> **Written instruction**: Please copy the records word for word, starting at the line that contains "Please spot the electrical" and ending at the last line of the records.

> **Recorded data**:
- - -

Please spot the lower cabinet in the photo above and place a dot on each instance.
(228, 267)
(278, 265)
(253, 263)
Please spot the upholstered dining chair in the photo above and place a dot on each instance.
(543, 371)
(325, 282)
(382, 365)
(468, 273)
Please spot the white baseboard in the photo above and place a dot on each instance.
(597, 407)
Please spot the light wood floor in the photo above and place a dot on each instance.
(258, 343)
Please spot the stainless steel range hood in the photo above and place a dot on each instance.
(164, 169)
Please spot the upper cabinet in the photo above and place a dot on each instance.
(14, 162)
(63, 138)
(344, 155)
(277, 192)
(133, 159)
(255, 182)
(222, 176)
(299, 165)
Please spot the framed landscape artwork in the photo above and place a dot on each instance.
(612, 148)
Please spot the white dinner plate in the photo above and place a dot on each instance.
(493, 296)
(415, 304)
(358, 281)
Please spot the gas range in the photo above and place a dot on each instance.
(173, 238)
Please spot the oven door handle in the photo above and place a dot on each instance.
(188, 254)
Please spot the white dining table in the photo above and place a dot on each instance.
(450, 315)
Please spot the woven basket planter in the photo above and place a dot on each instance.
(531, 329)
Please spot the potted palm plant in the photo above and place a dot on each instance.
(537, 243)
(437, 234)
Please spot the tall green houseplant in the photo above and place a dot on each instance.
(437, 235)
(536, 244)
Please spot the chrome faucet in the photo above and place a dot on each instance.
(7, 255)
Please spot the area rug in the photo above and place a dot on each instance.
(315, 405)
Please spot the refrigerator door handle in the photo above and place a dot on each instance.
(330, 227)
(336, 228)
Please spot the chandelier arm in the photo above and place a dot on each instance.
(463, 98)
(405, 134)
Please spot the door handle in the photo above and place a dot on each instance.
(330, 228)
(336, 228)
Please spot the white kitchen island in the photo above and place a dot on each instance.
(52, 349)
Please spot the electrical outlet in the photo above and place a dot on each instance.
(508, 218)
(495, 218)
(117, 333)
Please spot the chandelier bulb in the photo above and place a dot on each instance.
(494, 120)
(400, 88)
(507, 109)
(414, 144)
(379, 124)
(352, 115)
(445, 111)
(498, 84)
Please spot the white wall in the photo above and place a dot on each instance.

- - -

> **Task output**:
Please spot the electrical outlet in the photo above and place a dot on each instance.
(508, 218)
(495, 218)
(117, 333)
Please spot the chandelier bulb in the photo above and place a dot on each instance.
(494, 120)
(400, 88)
(507, 109)
(414, 144)
(379, 124)
(352, 115)
(445, 111)
(498, 84)
Please spot the white wall in the photo above and place a dot on each instance.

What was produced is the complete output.